_YOUR TASK:_ Which lines below contain the string "target"? Extract each of them in full.

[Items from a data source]
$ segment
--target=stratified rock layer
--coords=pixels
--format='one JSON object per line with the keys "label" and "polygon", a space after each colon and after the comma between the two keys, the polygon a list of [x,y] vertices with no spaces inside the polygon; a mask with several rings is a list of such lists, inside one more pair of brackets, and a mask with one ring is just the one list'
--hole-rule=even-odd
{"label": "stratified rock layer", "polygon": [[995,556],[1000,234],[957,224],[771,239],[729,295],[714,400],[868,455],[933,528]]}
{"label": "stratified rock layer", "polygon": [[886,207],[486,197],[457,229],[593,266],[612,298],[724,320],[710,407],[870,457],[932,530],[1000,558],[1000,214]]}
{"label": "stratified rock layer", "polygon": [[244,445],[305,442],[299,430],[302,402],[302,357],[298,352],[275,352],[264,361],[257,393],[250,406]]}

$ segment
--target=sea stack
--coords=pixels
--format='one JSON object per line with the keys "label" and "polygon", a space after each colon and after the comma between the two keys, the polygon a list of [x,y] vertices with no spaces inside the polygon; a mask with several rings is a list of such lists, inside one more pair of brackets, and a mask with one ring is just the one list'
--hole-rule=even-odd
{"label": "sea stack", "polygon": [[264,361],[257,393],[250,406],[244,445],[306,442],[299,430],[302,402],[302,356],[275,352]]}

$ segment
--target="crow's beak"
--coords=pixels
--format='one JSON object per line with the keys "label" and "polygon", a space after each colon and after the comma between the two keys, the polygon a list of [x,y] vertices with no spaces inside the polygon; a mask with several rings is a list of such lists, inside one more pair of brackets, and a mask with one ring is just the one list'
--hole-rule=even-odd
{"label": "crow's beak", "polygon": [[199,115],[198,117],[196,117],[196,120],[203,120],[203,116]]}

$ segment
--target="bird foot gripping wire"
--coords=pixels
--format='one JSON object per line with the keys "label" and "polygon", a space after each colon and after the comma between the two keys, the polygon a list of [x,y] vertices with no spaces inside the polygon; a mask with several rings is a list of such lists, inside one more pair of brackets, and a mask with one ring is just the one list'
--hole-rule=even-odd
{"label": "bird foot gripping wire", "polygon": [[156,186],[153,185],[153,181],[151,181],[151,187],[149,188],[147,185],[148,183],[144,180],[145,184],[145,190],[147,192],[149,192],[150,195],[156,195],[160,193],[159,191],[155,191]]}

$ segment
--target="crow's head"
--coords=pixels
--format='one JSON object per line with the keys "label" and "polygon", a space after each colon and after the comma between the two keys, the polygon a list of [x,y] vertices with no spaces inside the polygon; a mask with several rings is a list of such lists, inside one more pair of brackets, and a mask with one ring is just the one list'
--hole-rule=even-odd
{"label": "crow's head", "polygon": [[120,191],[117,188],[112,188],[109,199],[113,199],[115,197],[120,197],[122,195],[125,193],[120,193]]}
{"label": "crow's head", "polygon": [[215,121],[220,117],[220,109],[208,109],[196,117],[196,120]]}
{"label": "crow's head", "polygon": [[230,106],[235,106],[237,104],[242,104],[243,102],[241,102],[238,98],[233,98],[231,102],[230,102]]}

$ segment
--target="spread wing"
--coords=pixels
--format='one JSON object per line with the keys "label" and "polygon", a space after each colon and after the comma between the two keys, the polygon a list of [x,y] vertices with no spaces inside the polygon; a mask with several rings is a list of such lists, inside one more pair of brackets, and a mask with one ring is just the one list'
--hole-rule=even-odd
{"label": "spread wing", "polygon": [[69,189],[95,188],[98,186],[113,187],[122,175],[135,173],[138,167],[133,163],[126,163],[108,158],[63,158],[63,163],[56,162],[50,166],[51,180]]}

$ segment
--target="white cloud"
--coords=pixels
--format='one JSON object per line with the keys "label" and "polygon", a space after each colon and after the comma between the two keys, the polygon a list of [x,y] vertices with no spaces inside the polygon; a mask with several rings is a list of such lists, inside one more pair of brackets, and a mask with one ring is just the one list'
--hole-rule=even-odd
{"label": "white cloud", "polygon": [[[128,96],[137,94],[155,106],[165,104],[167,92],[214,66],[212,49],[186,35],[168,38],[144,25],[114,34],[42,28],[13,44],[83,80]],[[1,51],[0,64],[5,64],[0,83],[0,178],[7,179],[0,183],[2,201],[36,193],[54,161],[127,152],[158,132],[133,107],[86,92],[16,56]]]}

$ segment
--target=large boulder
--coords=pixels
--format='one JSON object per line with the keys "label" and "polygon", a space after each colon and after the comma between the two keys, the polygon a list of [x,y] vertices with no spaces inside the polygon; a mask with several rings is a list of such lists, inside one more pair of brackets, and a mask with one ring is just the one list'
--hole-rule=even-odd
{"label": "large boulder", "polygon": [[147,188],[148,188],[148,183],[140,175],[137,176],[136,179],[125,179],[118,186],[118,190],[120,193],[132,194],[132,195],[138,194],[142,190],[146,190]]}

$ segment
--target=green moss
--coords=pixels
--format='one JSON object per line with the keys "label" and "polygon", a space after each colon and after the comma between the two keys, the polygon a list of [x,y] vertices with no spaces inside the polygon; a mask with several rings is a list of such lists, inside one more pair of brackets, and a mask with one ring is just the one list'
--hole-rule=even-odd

_WRITTEN SOLUTION:_
--target=stratified rock layer
--target=sea stack
--target="crow's beak"
--target="bird foot gripping wire"
--target="crow's head"
--target="spread wing"
--target="white cloud"
--target=large boulder
--target=green moss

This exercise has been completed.